▸ Goal 1: In the SPP example, what value does the code assign to the sp_cc field, and what does the comment beside it say that value means?
▸ Goal 2: List every header file that the SPP example includes.
▸ Goal 3: Carry on the SPP example from its final line.

— begin Reading text —

As an example, to associate prototype headers with outgoing
SPP packets, consider:
.DS
#include <sys/types.h>
#include <sys/socket.h>
#include <netns/ns.h>
#include <netns/sp.h>
...
struct sockaddr_ns sns, to;
int s, on = 1;
struct databuf {
struct sphdr proto_spp; /* prototype header */
char buf[534]; /* max. possible data by Xerox std. */
} buf;
...
s = socket(AF_NS, SOCK_SEQPACKET, 0);
...
bind(s, (struct sockaddr *) &sns, sizeof (sns));
setsockopt(s, NSPROTO_SPP, SO_HEADERS_ON_OUTPUT, &on, sizeof(on));
...
buf.proto_spp.sp_dt = 1; /* bulk data */
buf.proto_spp.sp_cc = SP_EM; /* end-of-message */
strcpy(buf.buf, "hello world\en");
sendto(s, (char *) &buf, sizeof(struct sphdr) + strlen("hello world\en"),
(struct sockaddr *) &to, sizeof(to));
...

— end Reading text —
— begin Data block —

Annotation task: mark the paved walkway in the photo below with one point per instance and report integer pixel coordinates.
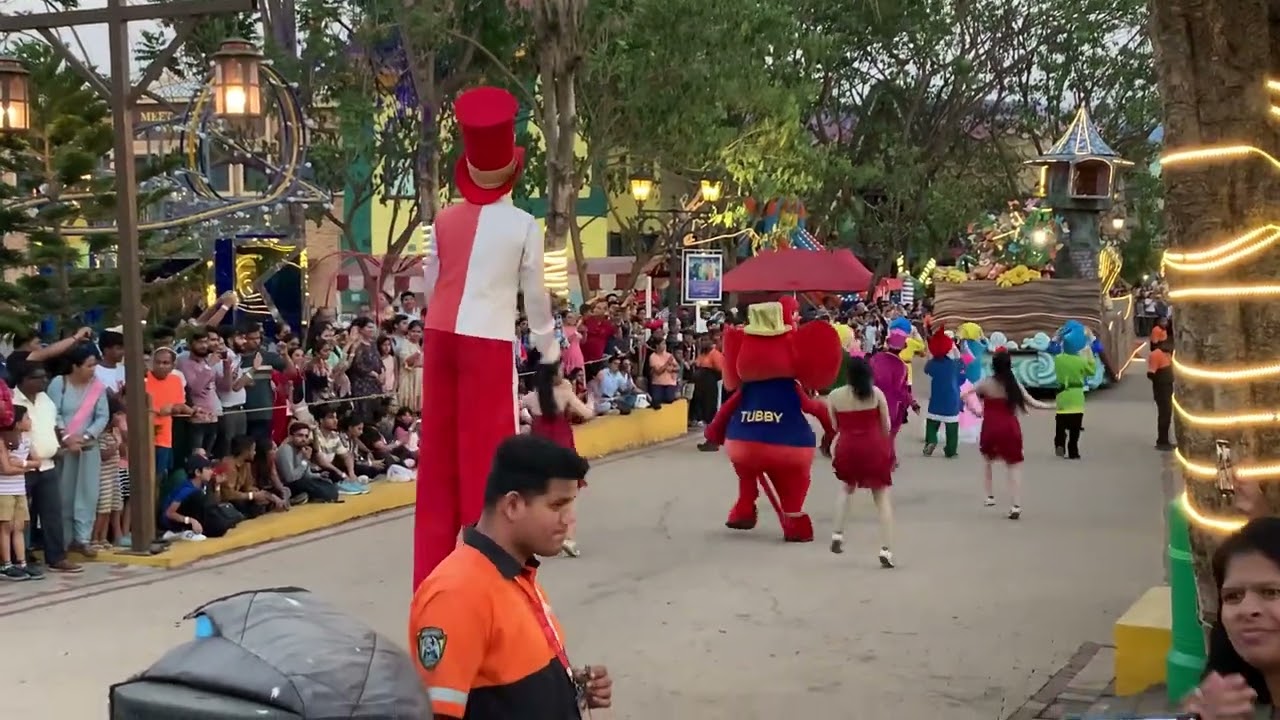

— end Data block —

▸ Expected output 1: It assigns SP_EM, which the comment says means end-of-message.

▸ Expected output 2: sys/types.h, sys/socket.h, netns/ns.h, netns/sp.h

▸ Expected output 3:
.DE
Note that one must be careful when writing headers; if the prototype
header is not written with the data with which it is to be associated,
the kernel will treat the first few bytes of the data as the
header, with unpredictable results.
To turn off the above association, and to indicate that packet
headers received by the system should be passed up to the user,
one might use:
.DS
#include <sys/types.h>
#include <sys/socket.h>
#include <netns/ns.h>
#include <netns/sp.h>
...
struct sockaddr sns;
int s, on = 1, off = 0;
...
s = socket(AF_NS, SOCK_SEQPACKET, 0);
...
bind(s, (struct sockaddr *) &sns, sizeof (sns));
setsockopt(s, NSPROTO_SPP, SO_HEADERS_ON_OUTPUT, &off, sizeof(off));
setsockopt(s, NSPROTO_SPP, SO_HEADERS_ON_INPUT, &on, sizeof(on));
...
.DE
.PP
Output is handled somewhat differently in the IDP world.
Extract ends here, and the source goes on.